The problem —
With the records as your source, report how many lines contain "buckthorn". Add no other words.

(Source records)
⟨
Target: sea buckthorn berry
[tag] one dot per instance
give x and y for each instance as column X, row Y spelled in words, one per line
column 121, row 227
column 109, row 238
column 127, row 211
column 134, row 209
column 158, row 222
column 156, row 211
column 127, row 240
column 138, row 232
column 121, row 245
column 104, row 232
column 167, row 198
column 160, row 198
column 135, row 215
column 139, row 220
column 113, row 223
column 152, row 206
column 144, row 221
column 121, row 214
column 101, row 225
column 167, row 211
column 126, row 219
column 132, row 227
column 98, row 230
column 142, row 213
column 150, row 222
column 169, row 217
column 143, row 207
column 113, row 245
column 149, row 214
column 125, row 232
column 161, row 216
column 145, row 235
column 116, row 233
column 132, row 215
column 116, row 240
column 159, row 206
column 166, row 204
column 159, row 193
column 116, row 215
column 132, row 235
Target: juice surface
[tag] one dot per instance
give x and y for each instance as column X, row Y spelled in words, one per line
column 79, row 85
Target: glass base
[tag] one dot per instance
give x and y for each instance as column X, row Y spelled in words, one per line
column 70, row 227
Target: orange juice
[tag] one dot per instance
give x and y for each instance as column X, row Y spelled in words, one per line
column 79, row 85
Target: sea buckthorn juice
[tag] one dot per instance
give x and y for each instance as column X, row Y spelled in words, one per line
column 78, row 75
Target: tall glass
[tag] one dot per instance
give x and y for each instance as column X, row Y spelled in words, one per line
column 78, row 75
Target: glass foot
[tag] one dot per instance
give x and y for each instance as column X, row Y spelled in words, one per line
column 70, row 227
⟩
⟨
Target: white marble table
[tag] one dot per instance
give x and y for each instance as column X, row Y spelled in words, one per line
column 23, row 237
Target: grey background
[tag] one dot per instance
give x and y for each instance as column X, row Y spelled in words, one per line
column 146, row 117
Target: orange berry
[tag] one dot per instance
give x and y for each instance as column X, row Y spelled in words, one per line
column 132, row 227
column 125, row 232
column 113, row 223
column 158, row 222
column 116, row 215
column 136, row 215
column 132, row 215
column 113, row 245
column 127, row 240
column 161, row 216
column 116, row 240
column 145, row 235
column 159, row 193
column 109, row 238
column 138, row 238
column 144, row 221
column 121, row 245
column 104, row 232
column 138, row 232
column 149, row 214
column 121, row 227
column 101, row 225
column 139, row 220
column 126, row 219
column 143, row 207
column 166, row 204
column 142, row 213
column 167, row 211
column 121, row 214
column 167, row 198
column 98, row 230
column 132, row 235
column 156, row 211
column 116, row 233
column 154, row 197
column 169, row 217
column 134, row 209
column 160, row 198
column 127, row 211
⟩
⟨
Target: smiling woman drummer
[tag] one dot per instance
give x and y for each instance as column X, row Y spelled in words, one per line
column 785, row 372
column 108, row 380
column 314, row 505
⟩
Result for this exercise —
2